■ Challenge: The entries that follow should be written out exactly.

Data items
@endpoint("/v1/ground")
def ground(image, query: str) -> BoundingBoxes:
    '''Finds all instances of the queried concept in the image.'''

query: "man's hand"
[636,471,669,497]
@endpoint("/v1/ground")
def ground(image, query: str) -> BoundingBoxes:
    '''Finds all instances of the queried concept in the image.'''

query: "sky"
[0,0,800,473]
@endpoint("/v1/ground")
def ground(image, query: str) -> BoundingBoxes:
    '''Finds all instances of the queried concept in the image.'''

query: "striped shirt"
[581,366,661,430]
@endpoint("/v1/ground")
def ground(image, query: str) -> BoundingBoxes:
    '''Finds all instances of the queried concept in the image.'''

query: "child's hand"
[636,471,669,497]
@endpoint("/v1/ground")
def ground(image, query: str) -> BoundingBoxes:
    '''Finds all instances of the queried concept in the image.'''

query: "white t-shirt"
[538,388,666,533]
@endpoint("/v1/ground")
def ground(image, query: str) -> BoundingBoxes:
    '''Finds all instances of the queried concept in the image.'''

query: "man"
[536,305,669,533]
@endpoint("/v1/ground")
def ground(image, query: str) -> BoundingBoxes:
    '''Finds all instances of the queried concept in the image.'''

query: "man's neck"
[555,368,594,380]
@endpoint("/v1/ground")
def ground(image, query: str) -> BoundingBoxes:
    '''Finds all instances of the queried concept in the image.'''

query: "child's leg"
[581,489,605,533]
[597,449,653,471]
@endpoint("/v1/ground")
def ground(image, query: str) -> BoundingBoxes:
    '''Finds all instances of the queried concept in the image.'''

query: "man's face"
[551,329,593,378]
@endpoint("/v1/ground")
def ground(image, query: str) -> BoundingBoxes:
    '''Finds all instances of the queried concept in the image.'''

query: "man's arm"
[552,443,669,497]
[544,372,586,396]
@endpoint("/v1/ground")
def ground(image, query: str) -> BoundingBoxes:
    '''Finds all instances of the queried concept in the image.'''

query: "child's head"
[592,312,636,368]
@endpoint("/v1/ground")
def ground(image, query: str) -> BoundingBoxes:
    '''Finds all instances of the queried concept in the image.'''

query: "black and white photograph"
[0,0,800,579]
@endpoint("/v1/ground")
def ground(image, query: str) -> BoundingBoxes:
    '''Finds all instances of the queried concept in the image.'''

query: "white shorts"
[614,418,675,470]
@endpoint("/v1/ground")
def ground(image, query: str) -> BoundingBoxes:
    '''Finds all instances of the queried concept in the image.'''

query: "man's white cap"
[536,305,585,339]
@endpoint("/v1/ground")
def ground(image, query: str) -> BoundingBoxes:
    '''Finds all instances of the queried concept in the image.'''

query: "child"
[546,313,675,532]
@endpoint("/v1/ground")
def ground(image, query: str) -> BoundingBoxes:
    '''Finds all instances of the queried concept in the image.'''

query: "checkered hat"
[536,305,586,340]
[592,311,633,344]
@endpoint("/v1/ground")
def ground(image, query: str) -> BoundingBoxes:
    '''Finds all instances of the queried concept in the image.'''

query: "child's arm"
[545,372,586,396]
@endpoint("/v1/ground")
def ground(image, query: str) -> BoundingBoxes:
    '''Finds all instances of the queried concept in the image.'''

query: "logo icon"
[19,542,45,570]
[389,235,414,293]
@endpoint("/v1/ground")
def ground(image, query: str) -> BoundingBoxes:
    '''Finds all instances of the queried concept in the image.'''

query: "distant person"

■ Complete output:
@endpoint("/v1/ground")
def ground(image, query: str) -> BoundingBoxes:
    '''Finds all instances of the queried concept in the image.'''

query: "man's hand"
[636,471,669,497]
@endpoint("/v1/ground")
def ground(image, query: str) -> BoundingBoxes:
    '''Finds all instances of the queried concept in the image.'''

query: "sky"
[0,0,800,473]
@endpoint("/v1/ground")
def ground(image, query: str) -> BoundingBoxes:
    '''Finds all instances of the queried concept in the image.'''

query: "striped shirt"
[581,366,661,430]
@endpoint("/v1/ground")
def ground(image, query: str) -> BoundingBoxes:
    '''Finds all instances of the queried concept in the image.'''

query: "child's hand"
[636,471,669,497]
@endpoint("/v1/ground")
def ground(image, query: str) -> BoundingBoxes:
    '''Finds all instances of the queried concept in the image.'''

query: "white t-shirt"
[538,388,666,533]
@endpoint("/v1/ground")
def ground(image, query: str) -> BoundingBoxes:
    '''Finds all instances of the queried concept in the image.'''

query: "man"
[536,305,669,533]
@endpoint("/v1/ground")
def ground(image, query: str) -> BoundingBoxes:
    '''Finds all instances of the queried concept in the image.'''

query: "man's neck"
[555,368,594,380]
@endpoint("/v1/ground")
def ground(image, query: str) -> BoundingBoxes:
    '''Finds all instances of the queried concept in the image.'''

query: "child's leg"
[581,489,605,533]
[597,449,653,471]
@endpoint("/v1/ground")
def ground(image, query: str) -> BoundingBoxes:
    '''Finds all instances of the queried concept in the image.'''

query: "man's face"
[551,329,593,378]
@endpoint("/v1/ground")
def ground(image, query: str) -> BoundingBoxes:
    '''Finds all instances of the queried concept in the image.'''

query: "man's arm"
[552,443,669,497]
[544,372,586,396]
@endpoint("/v1/ground")
def ground(image, query: str) -> BoundingBoxes:
    '''Finds all instances of the queried concept in the image.'''

query: "child's head"
[592,312,636,368]
@endpoint("/v1/ground")
def ground(image, query: str) -> BoundingBoxes:
    '''Finds all instances of the queried concept in the image.'''

query: "black and white photograph"
[0,0,800,579]
@endpoint("/v1/ground")
def ground(image, query: str) -> BoundingBoxes:
    '''Finds all instances of the queried concept in the image.'''

query: "white shorts"
[614,418,675,470]
@endpoint("/v1/ground")
def ground(image, query: str) -> BoundingBoxes:
    '''Finds all instances of the queried concept in the image.'''

query: "man's white cap"
[536,305,585,339]
@endpoint("/v1/ground")
def ground(image, query: str) -> BoundingBoxes:
    '''Finds all instances of the queried concept in the image.'''

query: "child"
[546,313,675,532]
@endpoint("/v1/ground")
def ground(image, query: str) -> BoundingBoxes:
    '''Finds all instances of the queried concept in the image.'''

query: "checkered hat"
[536,305,586,340]
[592,311,633,344]
@endpoint("/v1/ground")
def ground(image, query: str) -> BoundingBoxes:
    '''Finds all instances of the queried concept in the image.'''

query: "child's arm"
[545,372,586,396]
@endpoint("/v1/ground")
def ground(image, query: str) -> BoundingBoxes:
    '''Finds all instances of the queried concept in the image.'''

query: "logo icon"
[19,542,45,570]
[389,235,414,293]
@endpoint("/v1/ground")
def ground(image, query: str) -> BoundingBoxes:
    '''Finds all instances of the queried concept in the image.'''

query: "distant person"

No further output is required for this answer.